- [Text section]
────────────────────

Lately, I have the same opinion about flying. Flying has the same disadvantages that rail has, but it is much faster. But with security, airport locations, getting transportation at the destination, and lack of flexibility in changing flights, many of the speed advantages are eliminated.
If I am going to a city for a day trip and it is less than 5 hours away, I will still drive than fly.
Because unlike the other modes of transportation they are flexible, can be rerouted easily, and do not have to interfere with other transportation systems. The land grants that have to be acquired, rights to use track, upgrading track, the extreme costs for expansion and adding stops, and then for the billions spent the ALWAYS low ridership numbers, the extreme subsidization that is required per rider...
do we really need to continue? Trains are outdated, 19th century modes of transportation, you can’t carry crap with you, you can’t leave when you want, you still need cars or something else to get to your final destination, and can’t reroute themselves when problems occur.
Why people have love affairs with such systems is beyond me. Too much Logan’s Run as a kid.
Spare me Willie. You and I both know the Turnpike is infested with overpaid employee’s and nepotism. Not to mention PennDOT who regularly has half the damn lanes shut down. PA’s state flower (the orange safety barrels) are always blooming on the turnpike. Maybe they should PRIVATIZE it all.
Easy killer. PA is beautiful state with tons of good people. Our biggest problem is the elderly voters and shenanigans in Harrisburg and Philly (yes, Allegheny is in the mix too). Watch PA in November.
Because unlike the other modes of transportation they are flexible, can be rerouted easily, and do not have to interfere with other transportation systems. The land grants that have to be acquired, rights to use track, upgrading track, the extreme costs for expansion
You can "easily reroute" a river, highway or airport without having to acquire land?
So what brand of pixie dust do you use for that???
Another toll ‘benefit’ is that you are forced to use the toll rest areas, because there are so few exits and it costs too much to exit and re enter. The toll plazas have McDonalds that are more expensive than regular McD’s and they don’t take coupons. The Popeyes is also more expensive, with no discounts. Everything is overpriced compared to the exact same product off the tollway.
You can turn a boat around or go to a different port or dock. You can reroute a plane and land somewhere else. You can take any of a thousand different roads if the one you wer going to take has problems.
I think you’re the one on drugs being for such high cost, high subsidy, low ridership fixed path transportation systems. If not, you’re extremely ignorant. People want to be in control of where and how they get to places. They want to be able to haul things with them when necessary. When they want to go somewhere, they want to actually get there, not be dropped off a mile or two away and then have to make their way there.
You might see the romance in all of this but most others do not. Not at the price tags to build and subsidize the extremely poor ridership numbers that are always inflated.

────────────────────

- [Given data]
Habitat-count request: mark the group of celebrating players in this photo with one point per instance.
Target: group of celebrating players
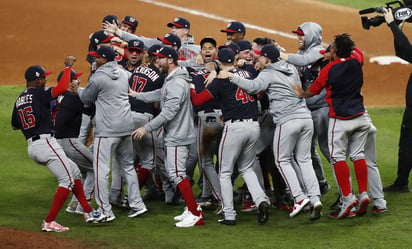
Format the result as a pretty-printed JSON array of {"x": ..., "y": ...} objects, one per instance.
[{"x": 157, "y": 107}]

────────────────────

- [Required tasks]
1. Translate this sentence from the transportation comments into Spanish: "People want to be in control of where and how they get to places."
2. Reproduce the passage of the transportation comments between "Spare me Willie." and "PRIVATIZE it all.", inclusive.

- [Outputs]
1. La gente quiere tener el control de adónde y cómo llega a los lugares.

2.
Spare me Willie. You and I both know the Turnpike is infested with overpaid employee’s and nepotism. Not to mention PennDOT who regularly has half the damn lanes shut down. PA’s state flower (the orange safety barrels) are always blooming on the turnpike. Maybe they should PRIVATIZE it all.